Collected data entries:
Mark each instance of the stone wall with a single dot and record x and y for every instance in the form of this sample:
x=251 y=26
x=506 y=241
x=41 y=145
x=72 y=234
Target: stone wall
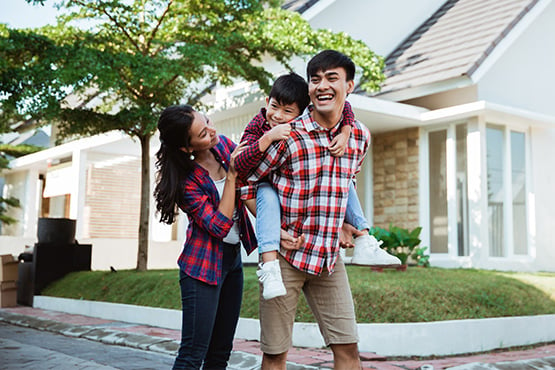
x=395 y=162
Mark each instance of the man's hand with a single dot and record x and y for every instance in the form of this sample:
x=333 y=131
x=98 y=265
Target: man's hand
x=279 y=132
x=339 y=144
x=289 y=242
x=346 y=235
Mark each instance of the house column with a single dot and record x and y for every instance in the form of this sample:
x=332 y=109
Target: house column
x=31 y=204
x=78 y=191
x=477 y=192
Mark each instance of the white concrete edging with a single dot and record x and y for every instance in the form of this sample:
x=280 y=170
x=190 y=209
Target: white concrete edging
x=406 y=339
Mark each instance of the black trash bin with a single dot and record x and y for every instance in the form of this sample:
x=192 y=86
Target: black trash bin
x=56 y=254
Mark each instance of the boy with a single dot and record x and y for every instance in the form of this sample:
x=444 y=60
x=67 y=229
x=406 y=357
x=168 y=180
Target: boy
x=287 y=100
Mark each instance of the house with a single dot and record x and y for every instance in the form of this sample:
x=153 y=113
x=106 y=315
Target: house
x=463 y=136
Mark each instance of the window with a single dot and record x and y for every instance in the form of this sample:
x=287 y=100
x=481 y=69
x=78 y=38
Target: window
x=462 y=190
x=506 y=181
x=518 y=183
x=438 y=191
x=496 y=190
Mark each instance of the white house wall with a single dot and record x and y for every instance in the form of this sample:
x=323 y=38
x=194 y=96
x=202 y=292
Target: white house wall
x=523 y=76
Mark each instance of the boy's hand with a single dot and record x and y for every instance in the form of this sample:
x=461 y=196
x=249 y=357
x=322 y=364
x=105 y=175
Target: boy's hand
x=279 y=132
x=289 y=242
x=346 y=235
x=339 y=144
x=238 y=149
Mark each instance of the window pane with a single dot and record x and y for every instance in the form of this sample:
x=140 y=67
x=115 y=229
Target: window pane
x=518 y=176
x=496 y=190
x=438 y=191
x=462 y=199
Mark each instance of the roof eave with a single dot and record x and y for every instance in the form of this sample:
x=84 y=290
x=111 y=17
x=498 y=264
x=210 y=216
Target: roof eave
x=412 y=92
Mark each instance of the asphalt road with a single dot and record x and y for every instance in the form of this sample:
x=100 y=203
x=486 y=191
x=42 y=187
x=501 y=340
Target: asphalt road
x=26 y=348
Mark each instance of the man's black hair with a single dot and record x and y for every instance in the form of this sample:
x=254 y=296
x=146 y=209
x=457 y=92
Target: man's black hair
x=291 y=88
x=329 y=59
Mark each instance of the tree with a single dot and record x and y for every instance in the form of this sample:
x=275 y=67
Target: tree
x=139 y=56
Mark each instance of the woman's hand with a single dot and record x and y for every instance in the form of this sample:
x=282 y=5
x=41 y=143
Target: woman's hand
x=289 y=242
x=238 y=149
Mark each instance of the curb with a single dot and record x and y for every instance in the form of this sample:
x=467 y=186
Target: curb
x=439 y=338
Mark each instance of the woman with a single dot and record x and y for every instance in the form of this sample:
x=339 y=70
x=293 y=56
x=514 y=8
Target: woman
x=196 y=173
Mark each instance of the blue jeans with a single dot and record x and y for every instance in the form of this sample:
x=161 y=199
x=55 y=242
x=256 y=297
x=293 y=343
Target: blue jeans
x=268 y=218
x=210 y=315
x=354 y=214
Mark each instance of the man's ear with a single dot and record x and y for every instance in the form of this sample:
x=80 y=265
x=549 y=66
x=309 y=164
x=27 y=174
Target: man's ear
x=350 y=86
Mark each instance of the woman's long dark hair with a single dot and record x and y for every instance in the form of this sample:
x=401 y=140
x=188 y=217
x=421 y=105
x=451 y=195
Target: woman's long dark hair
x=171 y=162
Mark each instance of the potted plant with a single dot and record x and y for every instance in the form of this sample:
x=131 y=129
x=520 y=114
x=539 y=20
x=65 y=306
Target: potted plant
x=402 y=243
==
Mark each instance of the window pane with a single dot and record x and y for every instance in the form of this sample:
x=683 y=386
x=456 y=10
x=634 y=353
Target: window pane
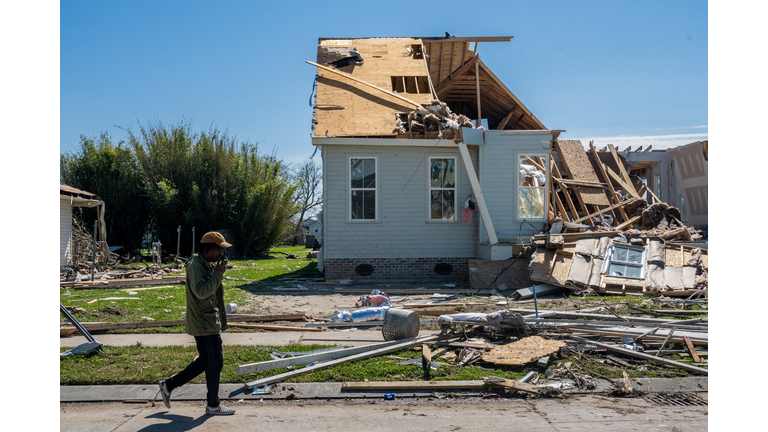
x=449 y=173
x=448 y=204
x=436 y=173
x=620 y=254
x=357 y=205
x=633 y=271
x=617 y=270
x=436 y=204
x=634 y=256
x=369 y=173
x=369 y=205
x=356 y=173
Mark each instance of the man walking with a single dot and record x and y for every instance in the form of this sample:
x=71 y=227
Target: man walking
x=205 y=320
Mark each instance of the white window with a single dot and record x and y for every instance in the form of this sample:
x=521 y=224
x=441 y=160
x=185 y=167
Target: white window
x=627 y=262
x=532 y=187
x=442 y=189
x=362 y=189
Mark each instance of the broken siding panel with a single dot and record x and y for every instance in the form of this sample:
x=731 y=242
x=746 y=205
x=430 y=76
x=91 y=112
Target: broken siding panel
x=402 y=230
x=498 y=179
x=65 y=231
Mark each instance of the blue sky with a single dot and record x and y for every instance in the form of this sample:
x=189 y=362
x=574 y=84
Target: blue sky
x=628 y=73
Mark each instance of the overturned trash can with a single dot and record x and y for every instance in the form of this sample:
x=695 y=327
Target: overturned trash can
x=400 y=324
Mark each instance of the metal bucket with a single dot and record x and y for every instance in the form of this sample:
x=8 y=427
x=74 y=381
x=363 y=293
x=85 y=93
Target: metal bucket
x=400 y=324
==
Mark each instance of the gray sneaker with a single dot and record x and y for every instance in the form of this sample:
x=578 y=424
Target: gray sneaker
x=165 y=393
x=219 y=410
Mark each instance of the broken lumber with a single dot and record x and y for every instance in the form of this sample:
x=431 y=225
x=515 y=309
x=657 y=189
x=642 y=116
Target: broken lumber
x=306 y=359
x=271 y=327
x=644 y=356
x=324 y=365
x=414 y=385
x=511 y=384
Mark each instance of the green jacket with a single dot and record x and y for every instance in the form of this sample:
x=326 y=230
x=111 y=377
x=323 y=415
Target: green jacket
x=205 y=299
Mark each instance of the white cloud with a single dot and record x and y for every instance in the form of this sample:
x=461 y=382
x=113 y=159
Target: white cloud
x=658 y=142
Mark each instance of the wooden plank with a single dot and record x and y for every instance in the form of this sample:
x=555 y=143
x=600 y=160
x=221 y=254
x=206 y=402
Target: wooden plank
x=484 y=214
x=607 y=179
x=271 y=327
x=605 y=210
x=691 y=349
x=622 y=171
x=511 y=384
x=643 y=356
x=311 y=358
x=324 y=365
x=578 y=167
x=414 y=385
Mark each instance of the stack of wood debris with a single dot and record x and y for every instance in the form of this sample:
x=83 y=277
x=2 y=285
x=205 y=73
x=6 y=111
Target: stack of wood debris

--- What you have to do ---
Please write out, as a numbered list, the part of the records that opens with the line containing "Mark each instance of the white window" and closes with the line containing "x=362 y=189", including both of those lines and leaving out any blank lines.

--- Final answer ---
1. Mark each instance of the white window with a single dot and record x and y for every instance in the form of this sample:
2. x=521 y=224
3. x=441 y=160
4. x=185 y=167
5. Target: white window
6. x=627 y=262
7. x=532 y=187
8. x=442 y=189
9. x=362 y=189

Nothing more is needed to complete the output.